Alıntılanan metin:
_____
Kıyıya ölü insanlar vuruyor. İnsandan sayılmayan insanlar. Ve onların çocukları. Küçük ayaklar, şiş göbekler, bembeyaz yüzler… İnsan tacirlerinin ellerinde oyuncak ettiği hayatlar bunlar. Varlığı da yokluğu da bir. Çünkü bir kez karşındakini kendine denk değerde saymazsan, artık ona her tür muameleyi reva görebilirsin. Göçmenlerin dramı tam da burada başlar zaten. O ki artık kimlik kağıdın, evin barkın, o güne kadar sürdüregeldiğin gündelik hayatın kalmamış, hükümsüz sayılırsın.
_____
Kayıtlı veriler:
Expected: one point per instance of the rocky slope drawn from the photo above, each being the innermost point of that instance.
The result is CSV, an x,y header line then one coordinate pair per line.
_____
Yönergeler:
1. Göçmenlerin dramını anlatan metinde "Kıyıya ölü insanlar" ifadesinden başlayıp "kalmamış, hükümsüz sayılırsın." ifadesi de dahil olmak üzere oraya kadarki bölümü harfi harfine yineleyin.
2. Göçmenlerin dramını anlatan metni kaldığı yerden sürdürün.
Liste başka bir kaynaktan alınmıştır.

Yanıtlar:
1.
Kıyıya ölü insanlar vuruyor. İnsandan sayılmayan insanlar. Ve onların çocukları. Küçük ayaklar, şiş göbekler, bembeyaz yüzler… İnsan tacirlerinin ellerinde oyuncak ettiği hayatlar bunlar. Varlığı da yokluğu da bir. Çünkü bir kez karşındakini kendine denk değerde saymazsan, artık ona her tür muameleyi reva görebilirsin. Göçmenlerin dramı tam da burada başlar zaten. O ki artık kimlik kağıdın, evin barkın, o güne kadar sürdüregeldiğin gündelik hayatın kalmamış, hükümsüz sayılırsın.

2.
Avusturya sınırında bir otoban… Güneşli bir gün. Yol kenarında terk edilmiş bir kamyonette, birbiri üstüne istiflenmiş ölü insanlar. Biri berikinin kucağında vermiş son nefesini, beriki diğerinin ayaklarının dibinde. Yer o kadar dar ki, o son nefes mecaz anlamıyla verilen değil alınamayan nefes. Hava yok, yer yok. Ve aslında insan da yok. Besbelli bu kamyonetin kasasına tıkılmışken de insandan sayılmamışlar. Ama onları bu kasaya tıkıştıranlar insan hesapta. Enselerinde IŞİD’in kanlı pençesiyle kendilerini, sevdiklerini canhıraş bir şekilde başka diyarlara, yeni hayatlara atmaya çalışanların son gıdım parasını ve tek hazine umudunu sömüren tacirler… Onları bile bile ölüme yollayan, Akdeniz’in derinliklerinde, tırların kasalarında boğan katiller. Ve onlara öldürme alanı tanıyan devletler. Göçmen politikaları konusunda sapır sapır dökülen devletler.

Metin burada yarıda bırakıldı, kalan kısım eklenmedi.